* **À FAIRE**
Dans l'article sur Dirty Dancing, recopiez mot pour mot tout ce qui va de « J’en ai parlé » jusqu'à « centrales au film. ».

* **TEXTE PROPOSÉ**

[26] Dirty Dancing : film pour midinettes cachant un brûlot féministe.
Quand votre film romantique préféré s'avère être un film féministe déguisé.
Le mois de mars est le mois de la journée internationale du droit des femmes et le mois de mon anniversaire… J’ai donc décidé d’en faire un mois anti-sexiste et d’aborder dans tous mes articles et chroniques du mois des questions en lien avec la misogynie, le sexisme et l’oppression faite sur les femmes…
Si on me demande de faire un top 10 de mes films favoris, beaucoup de réponses varient selon l’humeur du moment, parce que je trouve très dur de ne choisir que dix films et que donc je me retrouve toujours avec une liste qui représente plus mon humeur du moment que mes goûts en général. Malgré tout, il y a des films qui seront rarement oubliés dans ce top et, depuis l’enfance, Dirty Dancing fait partie de ces films.
J’en ai parlé quand je parlais d’Oz, ma vision des fictions que j’apprécie a tendance à évoluer avec le temps, à s’affiner, voire à changer. Mon amour pour Dirty Dancing n’a jamais baissé, mais comme pour tout le reste, certaines choses ont évolué… Et pour le coup, ma raison d’aimer le film est devenue plus claire avec le temps, grâce à tout un tas de choses que je n’avais pas vraiment perçue à la première (ou dizaine de premières) vision et qui aujourd’hui me semblent centrales au film.
(I’ve Had) The Time Of My Life
Si je vous demande de citer des films romantiques des années 80, il y a de grandes chances que Dirty Dancing soit dans la liste. C’est un de ces films qui sont devenus presque un symbole du film “pour filles”. Le genre de films qu’on regarde quand on se fait plaquer (comme dans le pilot de la série The New Girl) ou qu’on utilise comme fausse histoire de premier amour (comme Barney dans How I Met Your Mother). Globalement c’est un film qui fait partie de la culture populaire et qui représente le film romantique par excellence1.
Et je comprends pourquoi. Dirty Dancing est un film romantique particulièrement réussi. L’histoire est classique : une adolescente passe l’été avec sa famille dans un village de vacances huppé et y rencontre son premier amour, un prof de danse talentueux. Leur histoire secoue toute la petite communauté et remet en question les schémas de pensées de leurs proches.

* **DOCUMENTS FOURNIS**

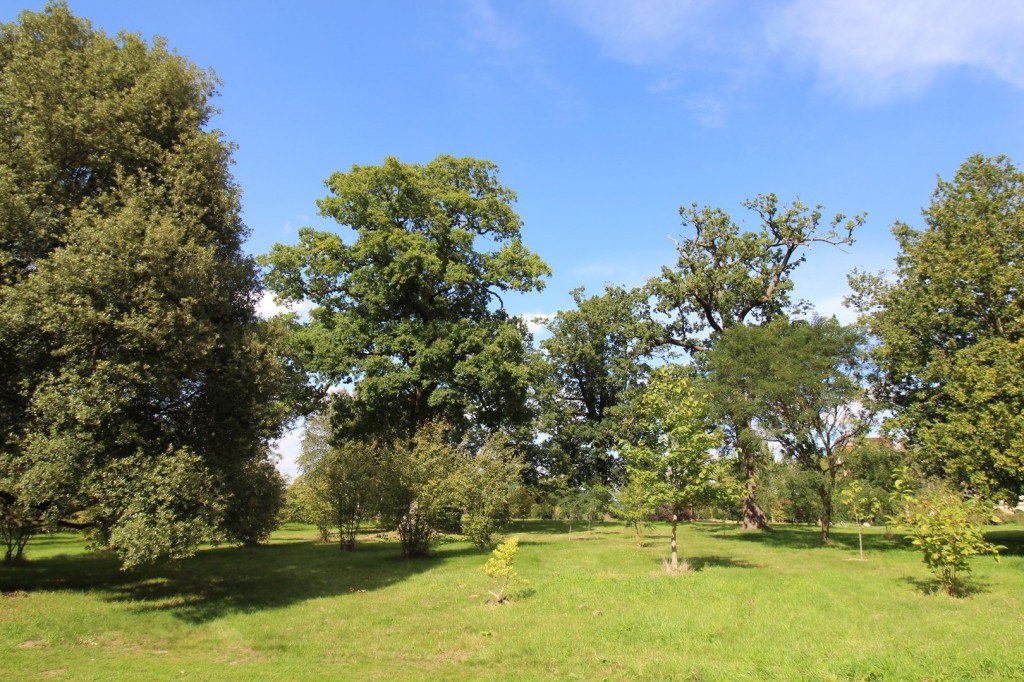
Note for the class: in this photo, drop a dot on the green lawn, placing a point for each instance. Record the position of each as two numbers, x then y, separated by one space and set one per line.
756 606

--

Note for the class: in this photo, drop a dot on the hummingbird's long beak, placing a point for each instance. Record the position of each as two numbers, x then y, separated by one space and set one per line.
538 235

* **CORRIGÉ DE L'EXERCICE**
J’en ai parlé quand je parlais d’Oz, ma vision des fictions que j’apprécie a tendance à évoluer avec le temps, à s’affiner, voire à changer. Mon amour pour Dirty Dancing n’a jamais baissé, mais comme pour tout le reste, certaines choses ont évolué… Et pour le coup, ma raison d’aimer le film est devenue plus claire avec le temps, grâce à tout un tas de choses que je n’avais pas vraiment perçue à la première (ou dizaine de premières) vision et qui aujourd’hui me semblent centrales au film.